§ **PROBLEM STATEMENT**
Please transcribe the lines below exactly, and leave every image behind.

···

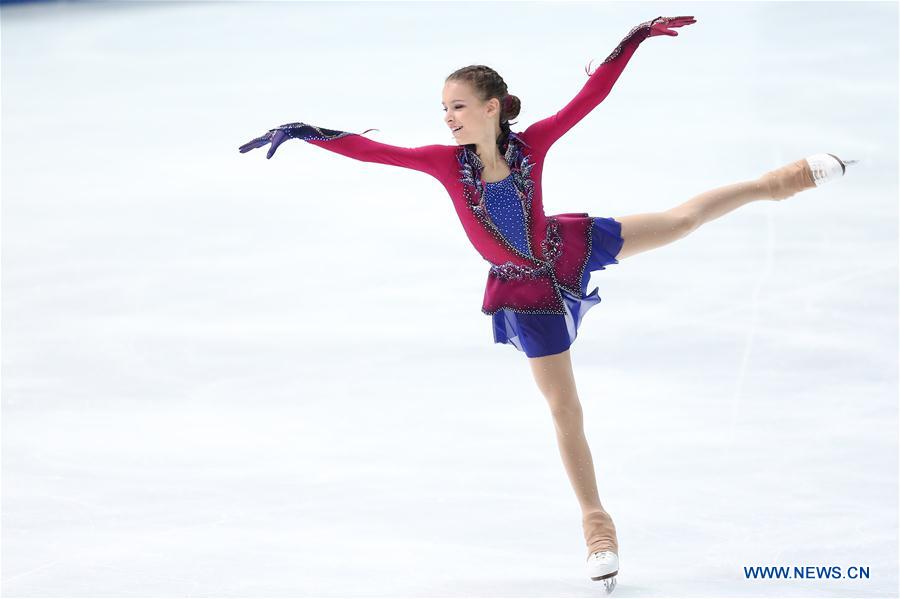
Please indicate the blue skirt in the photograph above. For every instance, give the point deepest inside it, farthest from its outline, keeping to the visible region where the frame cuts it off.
(545, 334)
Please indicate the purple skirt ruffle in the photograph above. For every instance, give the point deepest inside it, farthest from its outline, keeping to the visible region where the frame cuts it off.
(546, 334)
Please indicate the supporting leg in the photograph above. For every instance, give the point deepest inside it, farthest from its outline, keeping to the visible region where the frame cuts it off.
(556, 381)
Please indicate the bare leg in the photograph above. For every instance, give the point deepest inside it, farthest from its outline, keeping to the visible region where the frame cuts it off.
(556, 381)
(650, 230)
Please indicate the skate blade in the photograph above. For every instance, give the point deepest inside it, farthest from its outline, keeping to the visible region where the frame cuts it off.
(609, 582)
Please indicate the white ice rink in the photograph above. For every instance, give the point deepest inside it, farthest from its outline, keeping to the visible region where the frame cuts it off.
(230, 376)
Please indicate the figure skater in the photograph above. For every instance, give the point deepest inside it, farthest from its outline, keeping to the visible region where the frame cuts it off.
(536, 290)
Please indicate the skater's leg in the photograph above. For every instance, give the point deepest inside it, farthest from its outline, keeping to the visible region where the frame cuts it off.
(556, 382)
(651, 230)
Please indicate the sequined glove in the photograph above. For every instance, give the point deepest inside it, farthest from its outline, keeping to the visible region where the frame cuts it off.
(274, 136)
(661, 25)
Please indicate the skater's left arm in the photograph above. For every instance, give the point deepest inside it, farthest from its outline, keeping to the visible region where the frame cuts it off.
(426, 159)
(542, 134)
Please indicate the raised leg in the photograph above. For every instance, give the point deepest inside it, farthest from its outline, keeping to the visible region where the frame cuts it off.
(650, 230)
(556, 382)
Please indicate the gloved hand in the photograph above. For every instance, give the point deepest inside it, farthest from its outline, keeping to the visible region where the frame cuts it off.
(660, 25)
(274, 136)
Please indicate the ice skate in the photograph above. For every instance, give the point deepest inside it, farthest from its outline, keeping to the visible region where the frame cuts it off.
(603, 548)
(604, 565)
(813, 171)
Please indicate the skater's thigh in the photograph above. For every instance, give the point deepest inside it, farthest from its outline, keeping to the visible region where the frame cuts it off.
(651, 230)
(554, 377)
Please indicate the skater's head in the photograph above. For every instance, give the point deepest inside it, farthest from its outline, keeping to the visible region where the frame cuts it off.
(475, 98)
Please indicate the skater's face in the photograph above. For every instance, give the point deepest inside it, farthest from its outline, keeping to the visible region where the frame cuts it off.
(478, 120)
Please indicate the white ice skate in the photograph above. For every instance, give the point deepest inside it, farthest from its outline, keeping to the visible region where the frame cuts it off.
(603, 566)
(827, 167)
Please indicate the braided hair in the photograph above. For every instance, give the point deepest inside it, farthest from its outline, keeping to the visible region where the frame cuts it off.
(488, 84)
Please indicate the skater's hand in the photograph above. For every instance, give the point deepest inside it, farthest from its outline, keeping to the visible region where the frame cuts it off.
(273, 136)
(661, 25)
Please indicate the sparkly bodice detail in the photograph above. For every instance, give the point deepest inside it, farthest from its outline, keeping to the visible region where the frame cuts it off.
(506, 211)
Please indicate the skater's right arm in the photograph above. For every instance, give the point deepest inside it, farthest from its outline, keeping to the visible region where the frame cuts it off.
(542, 134)
(427, 159)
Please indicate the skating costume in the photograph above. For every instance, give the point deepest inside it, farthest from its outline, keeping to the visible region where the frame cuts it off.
(545, 334)
(536, 291)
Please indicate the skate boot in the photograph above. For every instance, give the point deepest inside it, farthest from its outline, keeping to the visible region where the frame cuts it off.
(813, 171)
(603, 548)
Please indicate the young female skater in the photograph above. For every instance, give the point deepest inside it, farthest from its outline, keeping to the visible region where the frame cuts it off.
(536, 289)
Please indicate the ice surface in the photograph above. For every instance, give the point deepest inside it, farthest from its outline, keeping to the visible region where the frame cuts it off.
(231, 376)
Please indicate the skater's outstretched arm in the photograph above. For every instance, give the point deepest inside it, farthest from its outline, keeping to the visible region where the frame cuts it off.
(542, 134)
(426, 159)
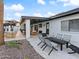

···

§ **RESPONSE TO THE TASK**
Please indicate the blue skirt in the photograph above. For every instance, give the point deepest inside it, farthest from its outline, keeping to the visible region where the frame cuts it off.
(545, 334)
Please indicate the purple skirt ruffle in the photograph above. For every instance, give the point deepest inside it, farthest from its outline, keeping to the visible region where the frame cuts it off.
(546, 334)
Please indicate the supporting leg in the photograph above. For every instance, give the point deepest inside it, farthest from its outline, keeping to the visible region where the frame cuts it off.
(556, 381)
Please indicate the bare leg in the photograph above. For every instance, give the point deepest inside it, farthest from its outline, keeping to the visible region where the frame cuts it off.
(556, 381)
(650, 230)
Please indicate the skate blade in the photograph above. For every instance, give the point deepest inside it, farthest from its outline, keeping to the visible region where the frame cuts it off.
(609, 582)
Please indicate the white ice rink in the photograph above. For every instance, give the point deepest inside it, farthest from its outline, keeping to the visible region where the frame cuts it off.
(230, 376)
Please indicate the figure skater in the photograph above. For every instance, give the point deepest inside it, farthest from its outline, keeping to the visible region where the frame cuts it off.
(536, 290)
Please indicate the skater's leg in the photograph above. For every instance, give the point deepest inside it, farthest from its outline, keeping to the visible region where the frame cuts it off.
(556, 382)
(651, 230)
Please indicate the sequined glove in the photograph above. For every instance, give the point deepest inside it, farthest from its outline, keeping to the visible region where the frame cuts it off.
(274, 136)
(661, 25)
Please indicate the skater's left arm in the photograph above. For every instance, give the point deepest inside it, farthest from its outline, keeping to the visible region where the frame cuts it off.
(426, 159)
(542, 134)
Please indicate the raised leg in the photograph above. For every instance, give the point deepest inside it, farthest from its outline, keeping to the visible region where the frame cuts it off.
(650, 230)
(556, 382)
Please indicate the gloved hand in the photograph above. For every instance, give the point deepest inside it, farthest from its outline, keeping to the visible region where the frame cuts it off.
(660, 25)
(274, 136)
Please indicate the ice skate in the photograph above. For every instance, give the point deepest inside it, farthest from its outline, keeping to the visible region where the frame cuts it off.
(603, 548)
(604, 565)
(813, 171)
Please indicate the skater's thigh in the photograph above. For every instance, give the point deepest inside it, farthest from its outline, keeping to the visible region where the frame cuts it off.
(651, 230)
(554, 377)
Please indicate the skater's head in the photograph above. For every instance, give the point deepest inside it, farthest from its outline, keeping to the visible region where the frame cuts it off.
(475, 98)
Please indicate the skater's face in the photograph above. For every instance, give the point deepest inside it, farthest from its outline, keeping to the visible region where the frame cuts it off.
(478, 120)
Please indicate the white ice skate in the photograph above. For every instance, give the point deepest inside it, farthest from its outline, keeping to the visible region where the frame cuts it off.
(603, 566)
(827, 167)
Please indicate the braided hair in the photograph above. For every instance, give the point deepest inside it, farthest from its outline, keeping to the visible region where the frame cuts it off.
(488, 84)
Please indicate the skater's hand in the photograph above. For every instance, give the point deepest inside it, farthest from its outline, keeping to the visible region where the frame cuts it off.
(273, 136)
(661, 25)
Please indicate the sparkly bodice detail in the photograph above. For every instance, give the point deepest inside it, farthest from its outline, keeping to the visible region where the frame cuts it off.
(506, 211)
Please indicate the skater's right arm in the photograph above. For every instance, give the point deepest inside it, farthest from its outline, keeping to the visible region where the frame cuts it off.
(542, 134)
(427, 159)
Please indicate the skating costume in the photograph above. For every instance, give the point deepest inside it, farthest from its outline, keeping to the visible region where the frame cuts it off.
(545, 334)
(536, 291)
Please indicate the skate boot in the photograph above. For every instance, give the point deepest inside it, farthest from its outline, keeping to the visible region where the frame cuts it off.
(813, 171)
(603, 548)
Please indicate the young female skater in the photograph above. For every instance, give the point deepest inside it, farthest from its outline, keeping to the visible region where the frame cuts it off.
(536, 289)
Please indicate the ice surface in the photograph above. For every instance, give the point deepest inside it, farthest from its outline, keeping to the visible region where the frame cuts it off.
(231, 376)
Please indicate the skater's outstretched arm in the photograph above. For every instance, give the point deepest inside it, farthest from its outline, keeping to the visible region where the frame cuts it off.
(542, 134)
(426, 159)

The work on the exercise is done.